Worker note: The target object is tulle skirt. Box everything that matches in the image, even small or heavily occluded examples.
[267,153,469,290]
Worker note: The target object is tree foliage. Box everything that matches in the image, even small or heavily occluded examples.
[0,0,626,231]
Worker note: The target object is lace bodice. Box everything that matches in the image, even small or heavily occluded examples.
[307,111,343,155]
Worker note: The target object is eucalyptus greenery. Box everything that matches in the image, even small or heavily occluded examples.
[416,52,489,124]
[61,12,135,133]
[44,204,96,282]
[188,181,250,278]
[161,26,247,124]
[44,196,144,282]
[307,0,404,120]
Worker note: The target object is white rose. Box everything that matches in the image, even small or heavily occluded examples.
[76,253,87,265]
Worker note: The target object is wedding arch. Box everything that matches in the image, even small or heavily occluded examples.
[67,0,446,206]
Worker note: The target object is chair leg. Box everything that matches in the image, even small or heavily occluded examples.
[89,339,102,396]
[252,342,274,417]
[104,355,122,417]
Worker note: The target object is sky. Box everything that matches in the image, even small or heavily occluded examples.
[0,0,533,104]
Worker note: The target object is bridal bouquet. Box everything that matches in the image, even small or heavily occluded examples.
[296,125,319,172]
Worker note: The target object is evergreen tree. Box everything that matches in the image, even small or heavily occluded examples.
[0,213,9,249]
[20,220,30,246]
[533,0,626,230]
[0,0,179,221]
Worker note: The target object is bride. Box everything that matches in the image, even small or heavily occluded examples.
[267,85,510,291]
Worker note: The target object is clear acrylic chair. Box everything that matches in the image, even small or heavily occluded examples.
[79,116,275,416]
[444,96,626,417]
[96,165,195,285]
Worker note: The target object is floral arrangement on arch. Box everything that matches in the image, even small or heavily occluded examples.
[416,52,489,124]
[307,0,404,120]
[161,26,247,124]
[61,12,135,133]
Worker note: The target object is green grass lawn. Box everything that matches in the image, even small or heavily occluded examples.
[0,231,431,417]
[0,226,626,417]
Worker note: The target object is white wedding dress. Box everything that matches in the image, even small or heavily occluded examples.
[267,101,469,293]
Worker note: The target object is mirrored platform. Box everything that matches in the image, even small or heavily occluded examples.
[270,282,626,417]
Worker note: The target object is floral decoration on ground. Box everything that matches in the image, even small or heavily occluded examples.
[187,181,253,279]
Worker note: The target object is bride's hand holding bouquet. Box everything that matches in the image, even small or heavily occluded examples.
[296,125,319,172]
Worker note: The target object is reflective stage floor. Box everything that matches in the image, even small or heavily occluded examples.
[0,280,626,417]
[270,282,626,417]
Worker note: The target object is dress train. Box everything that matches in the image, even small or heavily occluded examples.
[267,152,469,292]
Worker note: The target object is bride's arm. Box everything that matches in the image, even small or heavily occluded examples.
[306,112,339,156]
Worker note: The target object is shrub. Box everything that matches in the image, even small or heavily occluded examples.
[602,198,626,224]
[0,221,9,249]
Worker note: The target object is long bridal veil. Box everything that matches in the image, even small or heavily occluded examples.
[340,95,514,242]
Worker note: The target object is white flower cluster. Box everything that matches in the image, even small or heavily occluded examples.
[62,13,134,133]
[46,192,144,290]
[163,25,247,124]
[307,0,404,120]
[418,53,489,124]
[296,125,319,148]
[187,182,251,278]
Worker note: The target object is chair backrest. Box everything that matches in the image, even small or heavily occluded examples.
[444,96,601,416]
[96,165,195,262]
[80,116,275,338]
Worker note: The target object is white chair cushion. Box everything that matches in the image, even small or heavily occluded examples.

---

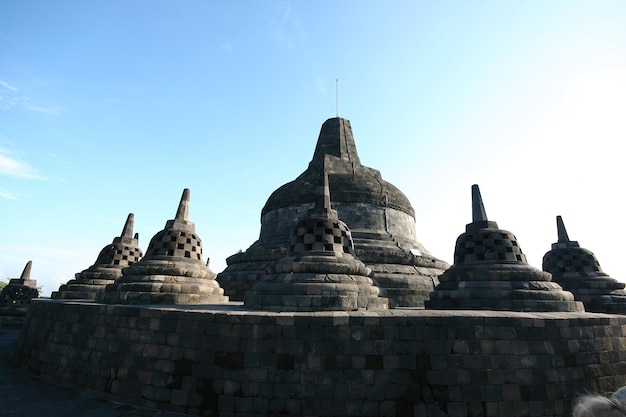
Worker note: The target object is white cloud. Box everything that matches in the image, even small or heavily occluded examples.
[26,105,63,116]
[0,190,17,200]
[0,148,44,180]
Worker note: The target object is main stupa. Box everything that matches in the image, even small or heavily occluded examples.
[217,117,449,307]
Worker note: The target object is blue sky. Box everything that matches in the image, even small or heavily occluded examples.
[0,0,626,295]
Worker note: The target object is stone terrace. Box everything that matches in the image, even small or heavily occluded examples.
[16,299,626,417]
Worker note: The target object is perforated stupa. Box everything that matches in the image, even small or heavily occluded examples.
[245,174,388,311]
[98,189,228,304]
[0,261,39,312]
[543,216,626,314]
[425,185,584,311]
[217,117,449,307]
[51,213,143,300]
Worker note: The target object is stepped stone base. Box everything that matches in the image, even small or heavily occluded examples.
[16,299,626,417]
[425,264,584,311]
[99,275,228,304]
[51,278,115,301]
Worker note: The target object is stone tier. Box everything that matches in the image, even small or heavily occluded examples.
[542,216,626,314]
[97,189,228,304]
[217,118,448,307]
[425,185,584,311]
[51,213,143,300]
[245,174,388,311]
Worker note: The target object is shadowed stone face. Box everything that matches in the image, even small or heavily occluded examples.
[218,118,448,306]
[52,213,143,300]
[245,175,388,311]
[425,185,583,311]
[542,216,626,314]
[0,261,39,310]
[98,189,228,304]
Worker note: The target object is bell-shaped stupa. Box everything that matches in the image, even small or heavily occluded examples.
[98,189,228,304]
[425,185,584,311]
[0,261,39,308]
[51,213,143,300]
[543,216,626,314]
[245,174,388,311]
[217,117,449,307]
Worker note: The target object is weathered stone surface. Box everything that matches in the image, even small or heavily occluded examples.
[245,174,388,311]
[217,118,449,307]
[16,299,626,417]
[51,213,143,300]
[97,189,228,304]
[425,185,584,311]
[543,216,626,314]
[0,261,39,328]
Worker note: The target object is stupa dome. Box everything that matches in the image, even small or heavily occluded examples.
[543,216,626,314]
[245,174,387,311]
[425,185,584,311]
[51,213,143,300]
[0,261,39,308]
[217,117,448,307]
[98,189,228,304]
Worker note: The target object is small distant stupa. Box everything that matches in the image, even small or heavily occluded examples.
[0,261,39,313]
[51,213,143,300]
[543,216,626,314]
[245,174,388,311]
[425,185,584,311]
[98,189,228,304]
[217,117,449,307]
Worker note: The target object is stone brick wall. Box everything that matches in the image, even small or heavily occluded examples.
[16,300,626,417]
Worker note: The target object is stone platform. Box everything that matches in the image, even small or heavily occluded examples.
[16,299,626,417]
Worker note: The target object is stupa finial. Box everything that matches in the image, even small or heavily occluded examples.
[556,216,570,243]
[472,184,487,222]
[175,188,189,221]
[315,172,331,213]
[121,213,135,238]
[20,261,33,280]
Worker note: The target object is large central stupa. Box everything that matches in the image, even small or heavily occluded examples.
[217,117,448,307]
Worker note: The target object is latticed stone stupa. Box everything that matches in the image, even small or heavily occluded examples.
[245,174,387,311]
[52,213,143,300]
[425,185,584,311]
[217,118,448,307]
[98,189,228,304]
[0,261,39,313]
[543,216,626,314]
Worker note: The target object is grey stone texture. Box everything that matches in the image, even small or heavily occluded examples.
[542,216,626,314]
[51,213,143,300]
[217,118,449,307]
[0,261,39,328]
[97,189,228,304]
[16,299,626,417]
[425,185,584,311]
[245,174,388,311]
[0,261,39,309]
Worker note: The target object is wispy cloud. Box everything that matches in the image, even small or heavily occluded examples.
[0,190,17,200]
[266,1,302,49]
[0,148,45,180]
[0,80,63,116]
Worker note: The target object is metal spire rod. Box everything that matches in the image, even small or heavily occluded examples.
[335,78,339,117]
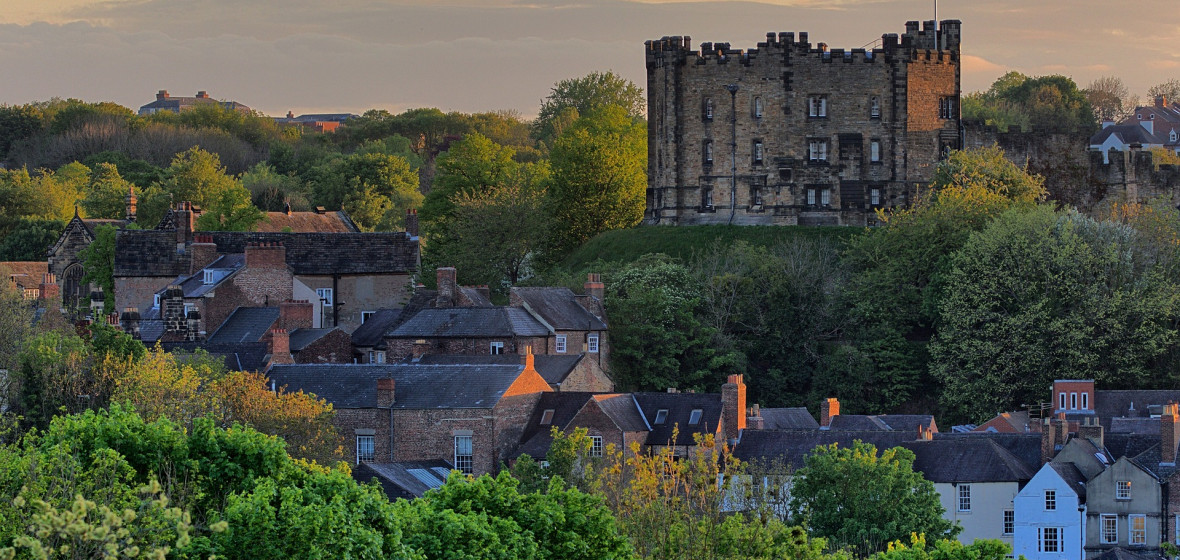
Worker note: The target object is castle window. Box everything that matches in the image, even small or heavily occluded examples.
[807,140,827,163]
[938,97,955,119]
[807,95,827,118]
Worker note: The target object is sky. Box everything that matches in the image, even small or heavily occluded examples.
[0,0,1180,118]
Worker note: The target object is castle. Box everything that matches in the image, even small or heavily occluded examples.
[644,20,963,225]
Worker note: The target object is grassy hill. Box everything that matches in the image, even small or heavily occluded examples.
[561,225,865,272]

...

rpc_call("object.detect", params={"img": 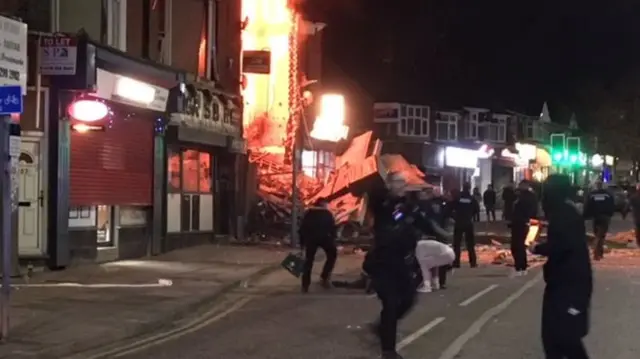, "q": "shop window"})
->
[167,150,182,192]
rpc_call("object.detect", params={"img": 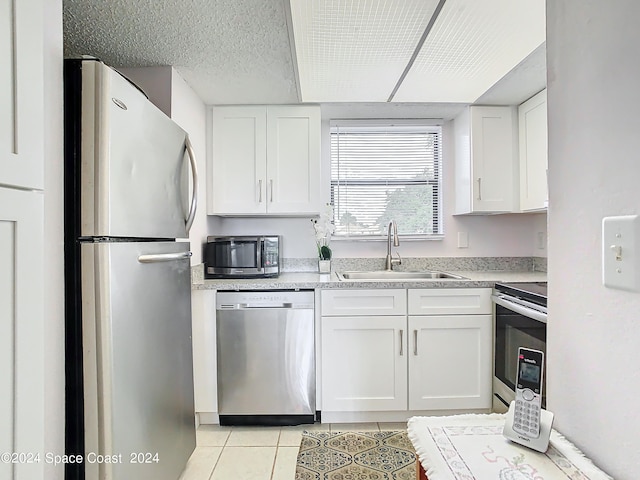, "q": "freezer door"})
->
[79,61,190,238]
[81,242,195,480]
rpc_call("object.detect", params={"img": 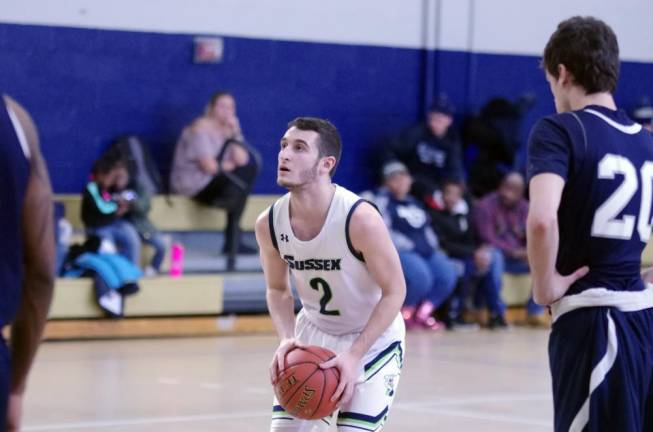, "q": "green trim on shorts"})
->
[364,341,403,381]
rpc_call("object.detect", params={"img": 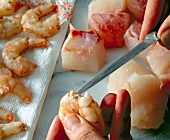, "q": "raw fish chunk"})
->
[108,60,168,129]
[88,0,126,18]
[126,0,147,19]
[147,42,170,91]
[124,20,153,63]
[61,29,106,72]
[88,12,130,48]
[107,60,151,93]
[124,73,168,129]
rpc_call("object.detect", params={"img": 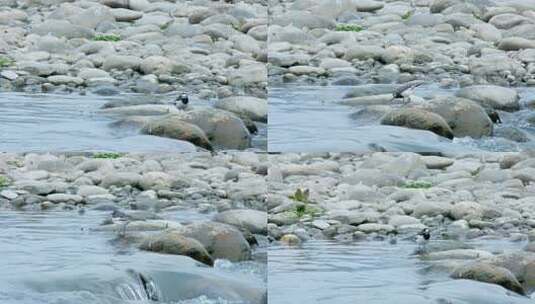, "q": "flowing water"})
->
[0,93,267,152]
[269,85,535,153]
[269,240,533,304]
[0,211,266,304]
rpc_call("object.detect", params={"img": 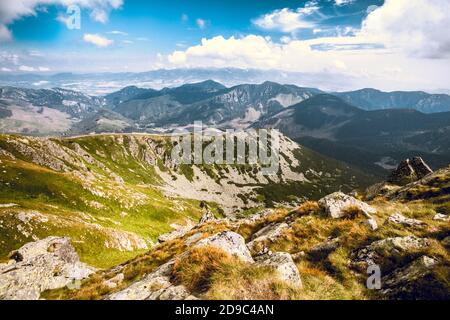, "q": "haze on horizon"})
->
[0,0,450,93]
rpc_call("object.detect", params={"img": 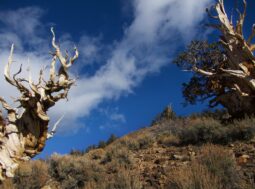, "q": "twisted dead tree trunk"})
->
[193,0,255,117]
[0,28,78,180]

● Aim of the exercise: Scale the records from the line with "Worker note: The target object is wedding" to the line with "[104,355,122,417]", including both of those lines. Write out every line in that span again, with the requests unchanged, and multiply each bounding-box coordinate by 1.8, rounding to whole numbers with halves rounded up.

● Written answer:
Worker note: The target object is wedding arch. Box everything that matches in the image, even small or heavily occluded examples.
[121,0,803,371]
Worker note: The target object is chair leg. Box everything that matches in the image, even small or heavily occluded examples.
[160,610,184,713]
[454,616,493,751]
[187,639,220,751]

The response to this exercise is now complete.